Passage shown Block Start

Wednesday, May 19, 2004
Measure Targeting ‘Shakedown’ Suits Qualifies for Ballot
By a MetNews Staff Writer
An initiative measure that proponents say targets lawsuits used by unscrupulous attorneys to “shake down” businesses has qualified for the November ballot, its sponsors said Monday.
The measure would amend Business and Professions Code Sec. 17204 to require that the plaintiff in an unfair competition suit establish standing by showing he or she has “suffered injury in fact and has lost money or property” as a result of the challenged practice. The restriction would not apply to suits brought by the state attorney general or by local prosecutors.
Californians to Stop Shakedown Lawsuits said it has been notified by the Secretary of State’s Office that the measure has qualified for the ballot. The group, which calls the measure the “Stop Shakedown Lawsuits Initiative,” says the amendment would “close a legal loophole” in state unfair competition law.
But a spokesperson for a consumer group said yesterday the measure is backed by big corporations and would block the “vast majority of environmental suits.”
Carmen Balber of the Foundation for Taxpayer and Consumer Rights said it is “next to impossible to find an injured plaintiff who’s lost money or property when you’ve polluted their water or poisoned their air.” Environmental litigation is frequently brought under the unfair competition statute, which permits injunctive relief upon a showing that a business practice violates any law, Balber explained.
She warned that while the measure “sounds perfectly logical,” it would take the bite out of consumer protection law by barring litigation intended to “prevent a harm from happening.”
“That’s really the power of this law,” Balber said.
She cited litigation against grocery giant Safeway over the company’s alleged practice of changing expiration dates on meat products. That suit might never have been brought if public interest litigators were required wait until they could find someone who had eaten the potentially unsafe meat, become sick, and accumulated medical bills, Balber declared.
Safeway is among the measure’s backers, she added.
Allan Zaremberg, president of the California Chamber of Commerce and CSSL co-chair, said in a statement that the state’s small businesses “have been held hostage by the threat of frivolous lawsuits for too long and they have cost consumers and working families too much.”
The group’s Web site cites, among other alleged abuses, suits against auto repair and body shops. Attorneys with the Trevor Law Group were forced to resign from the State Bar last year after Attorney General Bill Lockyer sued them for a series of suits against Orange County businesses allegedly aimed at forcing quick settlements under which most of the money was pocketed by the lawyers.
Outrage over the attorneys’ practices led to proposals for reforming unfair competition statutes, but the Legislature adjourned without enacting any of them.
The ballot measure also provides that penalties collected by the Attorney General or prosecutors in unfair competition suits must be used for the enforcement of consumer protection laws, and would make it more difficult to bring unfair competition actions on behalf of groups of similarly situated plaintiffs.

Passage shown Block End

# Required actions:
• 1. Put this sentence from the ballot measure article into Spanish: "Safeway is among the measure’s backers, she added."
• 2. In the ballot measure article, who is president of the California Chamber of Commerce?
• 3. Update the ballot measure article by rewriting everything from "Outrage over the" down to "any of them.", replacing "Legislature" with "Assembly".
Rely only on the text of the ballot measure article.

Data under study Block Start

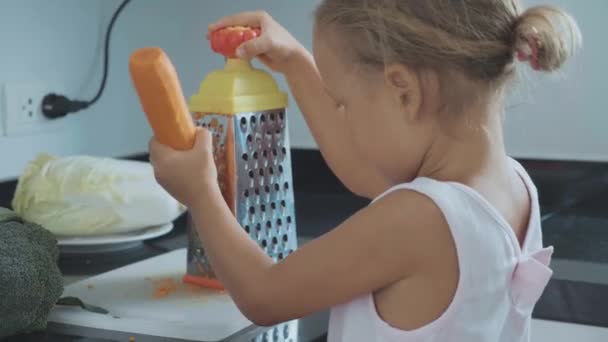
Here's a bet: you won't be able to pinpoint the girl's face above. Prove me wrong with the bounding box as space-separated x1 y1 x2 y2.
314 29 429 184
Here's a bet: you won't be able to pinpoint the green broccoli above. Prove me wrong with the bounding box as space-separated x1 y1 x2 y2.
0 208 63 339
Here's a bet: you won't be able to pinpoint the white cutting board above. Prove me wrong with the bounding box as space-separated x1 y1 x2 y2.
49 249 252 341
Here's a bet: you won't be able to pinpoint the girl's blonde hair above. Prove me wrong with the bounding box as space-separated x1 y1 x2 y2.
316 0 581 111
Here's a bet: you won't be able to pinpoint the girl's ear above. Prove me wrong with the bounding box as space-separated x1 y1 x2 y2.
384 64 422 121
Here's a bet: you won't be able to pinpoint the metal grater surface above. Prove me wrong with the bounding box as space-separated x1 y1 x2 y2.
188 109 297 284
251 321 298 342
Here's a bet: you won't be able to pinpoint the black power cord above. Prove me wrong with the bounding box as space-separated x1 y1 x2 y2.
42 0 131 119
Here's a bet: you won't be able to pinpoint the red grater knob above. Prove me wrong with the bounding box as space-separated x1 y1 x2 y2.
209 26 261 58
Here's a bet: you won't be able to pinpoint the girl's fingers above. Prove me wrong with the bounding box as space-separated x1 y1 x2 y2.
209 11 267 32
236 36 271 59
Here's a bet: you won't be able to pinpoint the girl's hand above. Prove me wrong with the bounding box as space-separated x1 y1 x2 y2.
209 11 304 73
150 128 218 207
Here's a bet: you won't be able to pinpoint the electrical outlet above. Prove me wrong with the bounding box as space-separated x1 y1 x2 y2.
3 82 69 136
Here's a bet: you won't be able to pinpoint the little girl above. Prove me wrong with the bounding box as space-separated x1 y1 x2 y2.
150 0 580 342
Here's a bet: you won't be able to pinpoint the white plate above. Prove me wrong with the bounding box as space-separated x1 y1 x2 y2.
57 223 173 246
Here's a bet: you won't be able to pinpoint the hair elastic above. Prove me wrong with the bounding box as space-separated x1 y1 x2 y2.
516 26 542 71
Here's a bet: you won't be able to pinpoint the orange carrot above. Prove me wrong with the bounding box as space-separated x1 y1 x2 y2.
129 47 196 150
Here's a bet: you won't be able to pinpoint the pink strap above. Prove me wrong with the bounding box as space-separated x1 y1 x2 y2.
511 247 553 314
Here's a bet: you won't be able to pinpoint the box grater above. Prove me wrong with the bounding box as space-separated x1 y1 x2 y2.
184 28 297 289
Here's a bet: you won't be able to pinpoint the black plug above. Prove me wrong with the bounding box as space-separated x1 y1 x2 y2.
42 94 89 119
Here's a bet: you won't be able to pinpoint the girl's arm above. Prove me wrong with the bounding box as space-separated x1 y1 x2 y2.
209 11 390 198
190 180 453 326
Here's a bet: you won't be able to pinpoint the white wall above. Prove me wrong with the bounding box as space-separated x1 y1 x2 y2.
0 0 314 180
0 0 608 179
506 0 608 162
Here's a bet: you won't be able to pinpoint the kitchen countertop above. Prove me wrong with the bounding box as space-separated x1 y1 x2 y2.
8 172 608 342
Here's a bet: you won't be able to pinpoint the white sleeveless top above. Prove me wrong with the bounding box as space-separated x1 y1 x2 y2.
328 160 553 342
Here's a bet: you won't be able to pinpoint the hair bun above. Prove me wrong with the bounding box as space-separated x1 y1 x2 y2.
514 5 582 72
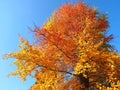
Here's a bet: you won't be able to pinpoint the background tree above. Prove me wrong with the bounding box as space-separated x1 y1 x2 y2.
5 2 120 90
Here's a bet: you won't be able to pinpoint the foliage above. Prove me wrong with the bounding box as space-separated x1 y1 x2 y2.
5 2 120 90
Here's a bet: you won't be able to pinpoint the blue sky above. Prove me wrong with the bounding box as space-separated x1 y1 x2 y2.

Data under study Block End

# Written responses:
• 1. Safeway está entre los patrocinadores de la medida, añadió.

• 2. Allan Zaremberg

• 3.
Outrage over the attorneys’ practices led to proposals for reforming unfair competition statutes, but the Assembly adjourned without enacting any of them.